- _YOUR GOAL_: Copy the lines below word for word, leaving out the picture.

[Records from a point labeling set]
☆ ☆ ☆ ☆

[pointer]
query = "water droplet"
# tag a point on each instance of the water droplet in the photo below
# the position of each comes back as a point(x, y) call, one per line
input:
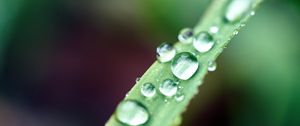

☆ ☆ ☆ ☆

- _ANSWER FOR THE TASK_:
[pointer]
query = "water droplet"
# tag a point on each instance of the water droplet in the photo below
# the position of each comes back as a point(x, y) call, one per line
input:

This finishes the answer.